▸ **Exercise details**: Please repeat the part of the items that opens at their start and closes with the line containing "x=674 y=1046", requests included and pictures left out, and shift each coordinate in the answers up by 118 while keeping all other numbers unchanged.

══════════

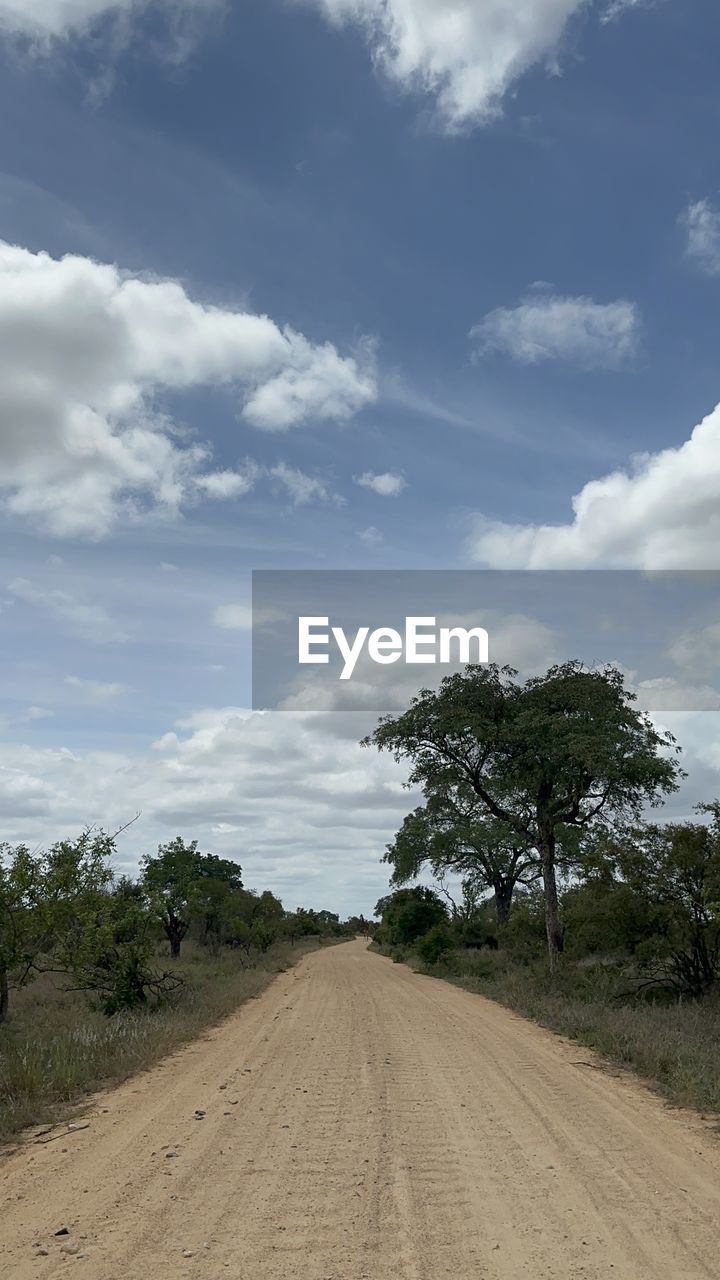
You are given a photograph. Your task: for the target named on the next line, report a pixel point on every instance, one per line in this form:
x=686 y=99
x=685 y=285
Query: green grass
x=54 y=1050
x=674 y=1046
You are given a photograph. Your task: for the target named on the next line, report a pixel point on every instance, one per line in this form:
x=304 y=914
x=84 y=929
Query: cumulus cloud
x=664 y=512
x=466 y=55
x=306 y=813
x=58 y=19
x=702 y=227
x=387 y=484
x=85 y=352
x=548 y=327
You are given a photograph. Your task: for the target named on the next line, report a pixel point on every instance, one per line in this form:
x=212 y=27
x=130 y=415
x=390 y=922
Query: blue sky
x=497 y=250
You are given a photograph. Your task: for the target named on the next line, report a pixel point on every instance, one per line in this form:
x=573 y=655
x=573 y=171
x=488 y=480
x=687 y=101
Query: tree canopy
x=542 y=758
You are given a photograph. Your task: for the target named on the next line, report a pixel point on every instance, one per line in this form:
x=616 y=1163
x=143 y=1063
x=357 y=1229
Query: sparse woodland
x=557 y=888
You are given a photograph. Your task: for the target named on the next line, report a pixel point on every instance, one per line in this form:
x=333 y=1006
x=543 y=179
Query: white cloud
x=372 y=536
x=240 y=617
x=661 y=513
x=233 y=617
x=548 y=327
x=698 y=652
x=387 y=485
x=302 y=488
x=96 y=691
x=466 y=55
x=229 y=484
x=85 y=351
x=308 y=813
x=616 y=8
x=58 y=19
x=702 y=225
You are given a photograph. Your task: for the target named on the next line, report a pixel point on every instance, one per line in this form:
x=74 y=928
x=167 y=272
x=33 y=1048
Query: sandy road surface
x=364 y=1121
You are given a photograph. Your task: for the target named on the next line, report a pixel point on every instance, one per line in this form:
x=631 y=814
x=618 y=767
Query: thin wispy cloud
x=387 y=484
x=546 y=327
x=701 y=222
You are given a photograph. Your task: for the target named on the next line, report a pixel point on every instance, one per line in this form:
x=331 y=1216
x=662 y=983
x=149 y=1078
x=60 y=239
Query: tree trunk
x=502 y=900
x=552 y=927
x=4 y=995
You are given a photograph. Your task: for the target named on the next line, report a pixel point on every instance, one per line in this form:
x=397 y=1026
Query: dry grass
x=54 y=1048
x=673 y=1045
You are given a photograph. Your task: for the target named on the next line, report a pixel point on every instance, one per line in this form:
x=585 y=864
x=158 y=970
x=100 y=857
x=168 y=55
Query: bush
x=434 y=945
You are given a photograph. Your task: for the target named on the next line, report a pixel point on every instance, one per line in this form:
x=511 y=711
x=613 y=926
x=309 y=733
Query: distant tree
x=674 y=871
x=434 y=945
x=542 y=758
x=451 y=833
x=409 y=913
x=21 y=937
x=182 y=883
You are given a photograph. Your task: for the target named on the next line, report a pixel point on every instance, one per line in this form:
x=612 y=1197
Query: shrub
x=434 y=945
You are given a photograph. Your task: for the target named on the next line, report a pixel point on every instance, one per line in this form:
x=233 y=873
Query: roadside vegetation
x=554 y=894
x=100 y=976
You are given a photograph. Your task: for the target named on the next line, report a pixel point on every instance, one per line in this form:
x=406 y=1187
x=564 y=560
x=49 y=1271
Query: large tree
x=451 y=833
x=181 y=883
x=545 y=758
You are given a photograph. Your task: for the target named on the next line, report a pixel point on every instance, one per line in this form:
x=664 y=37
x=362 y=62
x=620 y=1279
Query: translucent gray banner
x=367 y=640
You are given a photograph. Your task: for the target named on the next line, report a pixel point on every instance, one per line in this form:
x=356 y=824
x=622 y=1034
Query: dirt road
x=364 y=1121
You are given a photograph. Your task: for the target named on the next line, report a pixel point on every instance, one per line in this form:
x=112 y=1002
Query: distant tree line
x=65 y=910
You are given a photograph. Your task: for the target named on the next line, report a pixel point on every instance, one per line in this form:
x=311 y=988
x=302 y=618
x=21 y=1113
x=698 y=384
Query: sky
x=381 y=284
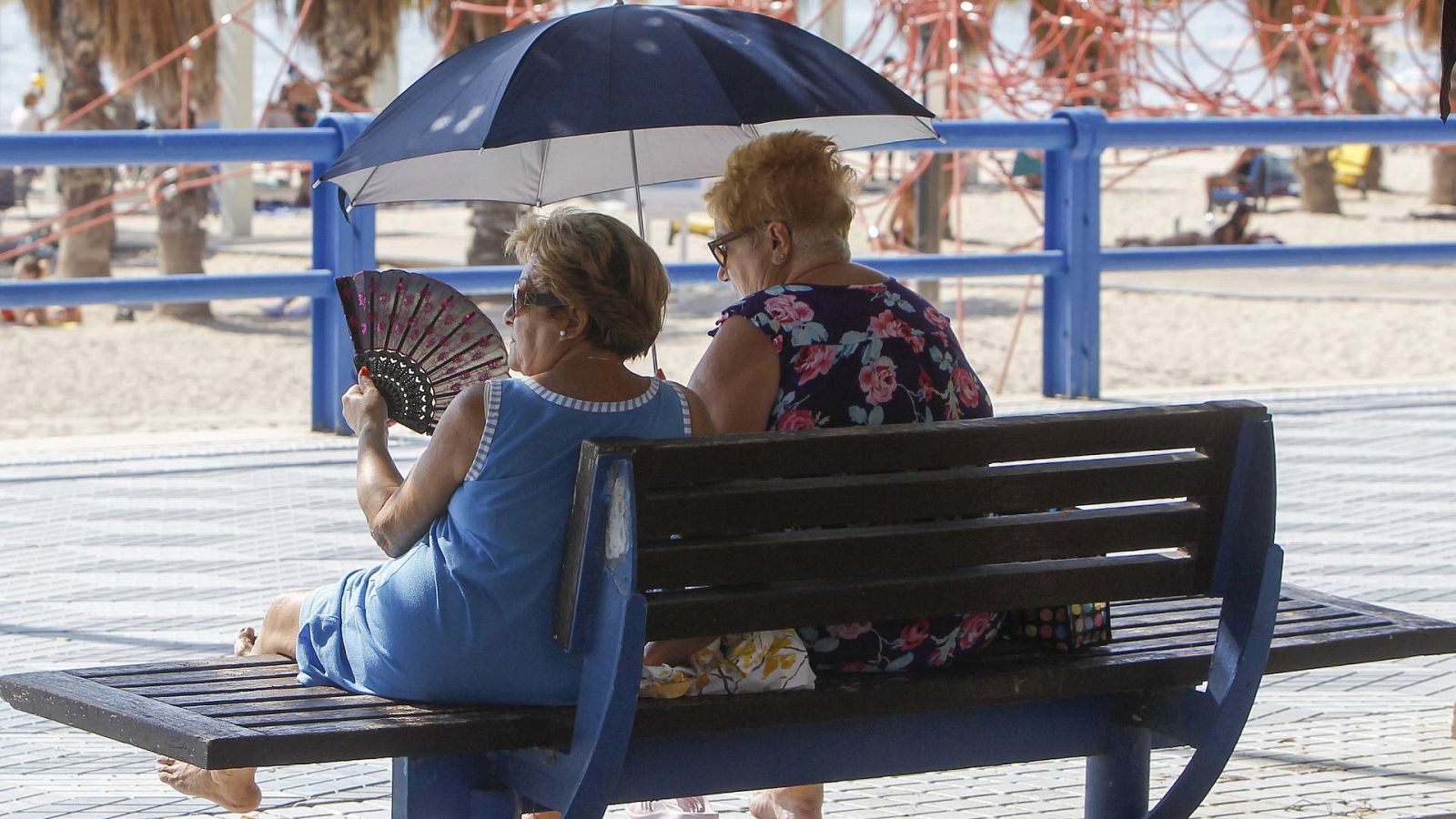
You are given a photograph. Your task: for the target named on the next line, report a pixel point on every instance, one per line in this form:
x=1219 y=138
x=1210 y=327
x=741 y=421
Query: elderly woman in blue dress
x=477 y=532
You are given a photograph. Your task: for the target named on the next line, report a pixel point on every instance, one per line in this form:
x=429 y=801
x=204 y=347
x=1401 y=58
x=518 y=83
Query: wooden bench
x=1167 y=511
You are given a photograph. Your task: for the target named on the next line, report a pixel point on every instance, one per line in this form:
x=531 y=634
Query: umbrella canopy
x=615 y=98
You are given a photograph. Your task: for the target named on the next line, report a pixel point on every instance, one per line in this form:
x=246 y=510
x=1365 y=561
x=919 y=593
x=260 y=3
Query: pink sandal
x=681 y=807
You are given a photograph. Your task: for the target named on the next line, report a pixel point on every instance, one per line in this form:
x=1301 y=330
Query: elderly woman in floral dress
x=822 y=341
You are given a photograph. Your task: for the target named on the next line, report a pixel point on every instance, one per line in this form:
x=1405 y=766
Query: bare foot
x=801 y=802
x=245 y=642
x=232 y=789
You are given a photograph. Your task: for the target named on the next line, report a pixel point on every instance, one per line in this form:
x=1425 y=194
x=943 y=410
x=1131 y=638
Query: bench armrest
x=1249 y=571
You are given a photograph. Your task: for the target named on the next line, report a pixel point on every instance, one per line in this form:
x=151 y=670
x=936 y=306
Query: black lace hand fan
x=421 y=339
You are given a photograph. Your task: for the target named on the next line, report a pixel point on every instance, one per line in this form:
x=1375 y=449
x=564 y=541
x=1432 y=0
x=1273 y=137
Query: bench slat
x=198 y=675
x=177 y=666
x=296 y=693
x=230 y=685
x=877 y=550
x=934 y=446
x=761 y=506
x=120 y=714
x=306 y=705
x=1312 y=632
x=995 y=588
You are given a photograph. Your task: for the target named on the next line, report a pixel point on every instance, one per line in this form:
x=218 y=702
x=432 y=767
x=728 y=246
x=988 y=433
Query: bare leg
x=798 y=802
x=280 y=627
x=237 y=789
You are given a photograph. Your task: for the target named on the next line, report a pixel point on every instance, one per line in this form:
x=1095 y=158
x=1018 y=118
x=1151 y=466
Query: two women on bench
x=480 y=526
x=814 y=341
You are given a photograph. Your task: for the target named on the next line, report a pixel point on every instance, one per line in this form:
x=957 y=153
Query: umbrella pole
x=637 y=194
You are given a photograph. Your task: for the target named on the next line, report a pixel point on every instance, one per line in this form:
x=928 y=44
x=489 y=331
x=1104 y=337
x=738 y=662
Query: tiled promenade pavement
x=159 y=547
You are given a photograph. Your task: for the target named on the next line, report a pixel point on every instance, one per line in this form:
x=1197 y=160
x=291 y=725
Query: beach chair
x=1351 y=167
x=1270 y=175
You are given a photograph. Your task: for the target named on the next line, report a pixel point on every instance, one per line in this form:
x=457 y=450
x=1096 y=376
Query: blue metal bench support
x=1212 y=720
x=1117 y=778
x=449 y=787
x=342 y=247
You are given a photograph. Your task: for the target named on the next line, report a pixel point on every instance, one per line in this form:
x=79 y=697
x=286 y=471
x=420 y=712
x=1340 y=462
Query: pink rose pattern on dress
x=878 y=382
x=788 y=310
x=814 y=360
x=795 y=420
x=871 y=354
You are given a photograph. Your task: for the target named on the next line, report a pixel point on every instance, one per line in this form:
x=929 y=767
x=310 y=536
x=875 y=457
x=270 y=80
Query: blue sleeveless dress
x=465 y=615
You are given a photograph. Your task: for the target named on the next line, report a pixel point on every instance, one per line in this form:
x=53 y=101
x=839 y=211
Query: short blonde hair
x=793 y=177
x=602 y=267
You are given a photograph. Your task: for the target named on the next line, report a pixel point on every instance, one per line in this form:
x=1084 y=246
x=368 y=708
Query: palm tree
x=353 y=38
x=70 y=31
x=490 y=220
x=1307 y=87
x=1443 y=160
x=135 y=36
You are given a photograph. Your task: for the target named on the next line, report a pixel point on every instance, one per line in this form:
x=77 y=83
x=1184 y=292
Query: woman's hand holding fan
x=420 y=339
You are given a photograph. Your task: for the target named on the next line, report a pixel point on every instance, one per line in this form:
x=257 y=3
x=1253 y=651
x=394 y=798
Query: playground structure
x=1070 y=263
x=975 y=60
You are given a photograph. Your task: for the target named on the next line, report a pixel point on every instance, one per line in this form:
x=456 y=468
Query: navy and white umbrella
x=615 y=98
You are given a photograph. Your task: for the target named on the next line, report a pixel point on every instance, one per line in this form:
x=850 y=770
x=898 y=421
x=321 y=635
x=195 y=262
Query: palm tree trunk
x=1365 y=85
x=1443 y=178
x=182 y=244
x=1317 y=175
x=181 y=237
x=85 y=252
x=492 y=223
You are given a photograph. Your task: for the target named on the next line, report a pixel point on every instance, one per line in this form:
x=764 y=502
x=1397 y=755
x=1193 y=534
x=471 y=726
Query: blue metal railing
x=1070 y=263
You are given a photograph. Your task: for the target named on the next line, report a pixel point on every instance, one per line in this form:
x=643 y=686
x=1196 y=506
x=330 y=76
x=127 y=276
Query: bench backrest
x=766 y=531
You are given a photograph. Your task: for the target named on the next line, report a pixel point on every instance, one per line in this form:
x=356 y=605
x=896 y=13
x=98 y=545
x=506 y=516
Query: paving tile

══════════

▸ **Task solution**:
You are given a photograph. Your task: for the target named on the next line, report a pixel point on every instance, one per line in this form:
x=686 y=99
x=685 y=285
Query: green grass
x=172 y=1168
x=792 y=1164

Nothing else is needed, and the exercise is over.